▶ [DATA EXTRACT]
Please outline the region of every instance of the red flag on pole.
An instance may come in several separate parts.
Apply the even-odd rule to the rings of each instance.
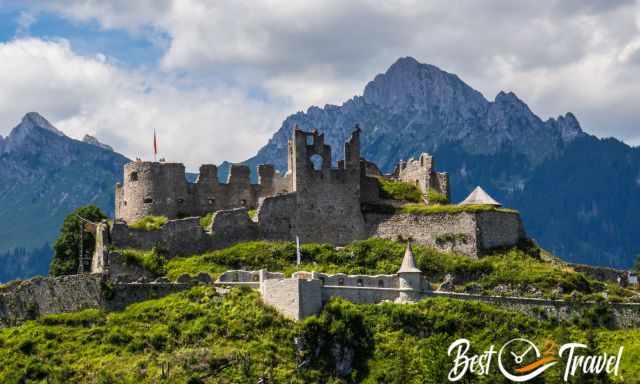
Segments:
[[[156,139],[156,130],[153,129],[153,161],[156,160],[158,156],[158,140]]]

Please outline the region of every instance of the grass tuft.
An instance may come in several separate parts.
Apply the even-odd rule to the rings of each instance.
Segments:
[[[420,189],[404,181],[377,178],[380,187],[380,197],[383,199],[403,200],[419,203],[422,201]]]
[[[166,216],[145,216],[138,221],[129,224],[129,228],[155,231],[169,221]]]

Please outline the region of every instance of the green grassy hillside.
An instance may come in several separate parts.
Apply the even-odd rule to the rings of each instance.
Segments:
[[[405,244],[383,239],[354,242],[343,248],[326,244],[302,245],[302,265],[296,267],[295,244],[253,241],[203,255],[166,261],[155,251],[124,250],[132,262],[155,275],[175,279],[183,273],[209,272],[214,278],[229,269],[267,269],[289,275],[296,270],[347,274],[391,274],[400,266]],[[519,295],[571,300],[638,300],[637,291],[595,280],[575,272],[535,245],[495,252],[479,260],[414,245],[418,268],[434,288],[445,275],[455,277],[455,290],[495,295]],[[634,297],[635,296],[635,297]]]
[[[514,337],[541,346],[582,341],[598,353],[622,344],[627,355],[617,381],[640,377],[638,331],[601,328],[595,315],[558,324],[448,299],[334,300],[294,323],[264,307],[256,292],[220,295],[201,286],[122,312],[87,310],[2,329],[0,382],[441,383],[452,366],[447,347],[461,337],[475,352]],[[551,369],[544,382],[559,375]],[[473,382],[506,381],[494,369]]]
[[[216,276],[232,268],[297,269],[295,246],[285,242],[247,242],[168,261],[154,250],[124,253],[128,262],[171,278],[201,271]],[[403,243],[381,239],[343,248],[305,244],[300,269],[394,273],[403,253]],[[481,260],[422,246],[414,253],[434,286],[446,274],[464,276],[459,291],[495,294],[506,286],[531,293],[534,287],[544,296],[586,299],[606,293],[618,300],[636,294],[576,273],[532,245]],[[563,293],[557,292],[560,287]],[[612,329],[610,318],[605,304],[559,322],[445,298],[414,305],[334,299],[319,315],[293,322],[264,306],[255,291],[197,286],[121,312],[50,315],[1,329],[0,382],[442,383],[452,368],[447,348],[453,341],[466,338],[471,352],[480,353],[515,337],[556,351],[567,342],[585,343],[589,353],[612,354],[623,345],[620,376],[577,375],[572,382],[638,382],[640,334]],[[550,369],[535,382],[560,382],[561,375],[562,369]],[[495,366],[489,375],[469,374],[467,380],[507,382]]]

==

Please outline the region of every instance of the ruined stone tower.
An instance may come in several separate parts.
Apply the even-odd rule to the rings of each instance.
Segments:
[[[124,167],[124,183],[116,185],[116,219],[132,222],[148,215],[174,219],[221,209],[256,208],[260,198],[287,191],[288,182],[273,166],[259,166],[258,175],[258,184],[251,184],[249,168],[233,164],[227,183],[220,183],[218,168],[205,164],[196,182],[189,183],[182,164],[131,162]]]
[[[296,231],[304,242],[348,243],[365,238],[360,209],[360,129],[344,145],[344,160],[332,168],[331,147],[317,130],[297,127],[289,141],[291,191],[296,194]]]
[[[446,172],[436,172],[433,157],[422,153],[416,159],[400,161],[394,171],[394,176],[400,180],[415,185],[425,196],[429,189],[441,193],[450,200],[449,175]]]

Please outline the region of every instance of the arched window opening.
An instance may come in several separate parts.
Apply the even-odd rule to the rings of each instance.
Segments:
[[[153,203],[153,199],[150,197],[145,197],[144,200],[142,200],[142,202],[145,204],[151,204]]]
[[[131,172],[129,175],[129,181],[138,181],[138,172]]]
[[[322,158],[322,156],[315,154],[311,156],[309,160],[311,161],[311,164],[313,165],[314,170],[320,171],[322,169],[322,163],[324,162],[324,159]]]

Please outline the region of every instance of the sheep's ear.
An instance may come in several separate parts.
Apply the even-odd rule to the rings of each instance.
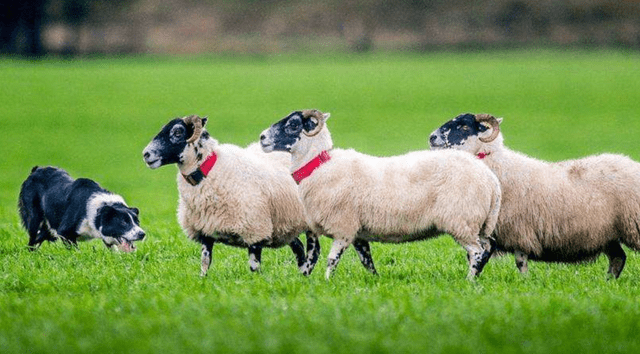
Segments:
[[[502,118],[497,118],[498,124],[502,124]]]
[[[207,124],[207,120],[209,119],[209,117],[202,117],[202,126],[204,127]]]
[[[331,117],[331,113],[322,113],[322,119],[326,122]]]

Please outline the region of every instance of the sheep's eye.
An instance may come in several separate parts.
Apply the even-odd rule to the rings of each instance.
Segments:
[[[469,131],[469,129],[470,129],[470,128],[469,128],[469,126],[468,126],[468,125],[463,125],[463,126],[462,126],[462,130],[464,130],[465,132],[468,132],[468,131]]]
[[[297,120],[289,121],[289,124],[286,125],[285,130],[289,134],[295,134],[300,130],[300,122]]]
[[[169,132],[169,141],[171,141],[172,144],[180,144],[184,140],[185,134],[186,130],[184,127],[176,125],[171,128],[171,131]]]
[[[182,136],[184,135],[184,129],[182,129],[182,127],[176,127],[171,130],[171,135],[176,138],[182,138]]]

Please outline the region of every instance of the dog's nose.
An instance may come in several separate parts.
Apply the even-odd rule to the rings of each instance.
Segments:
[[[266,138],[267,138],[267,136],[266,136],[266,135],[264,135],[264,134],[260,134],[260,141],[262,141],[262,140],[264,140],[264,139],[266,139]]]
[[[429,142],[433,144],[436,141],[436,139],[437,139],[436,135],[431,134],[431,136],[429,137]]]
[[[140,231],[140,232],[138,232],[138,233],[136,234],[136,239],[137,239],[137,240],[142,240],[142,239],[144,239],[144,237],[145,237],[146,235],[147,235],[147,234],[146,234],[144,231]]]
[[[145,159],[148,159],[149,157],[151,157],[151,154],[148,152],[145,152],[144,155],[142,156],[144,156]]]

▶ [YOUR GOAL]
Only the lines containing the string "outline" are needed; pull them out of the records.

▶ [RESULT]
Please outline the region of every instance of the red flag on pole.
Please outline the region of every instance of the grass tuft.
Please outline the region of every instance of the green grassy hillside.
Please outline the region of every instance of the ruined stone tower.
Please outline the region of every instance of the arched window opening.
Please outline the region of every instance of the sheep's ear.
Please outline the region of every instance of the sheep's eye.
Please outline the region of every instance of the dog's nose.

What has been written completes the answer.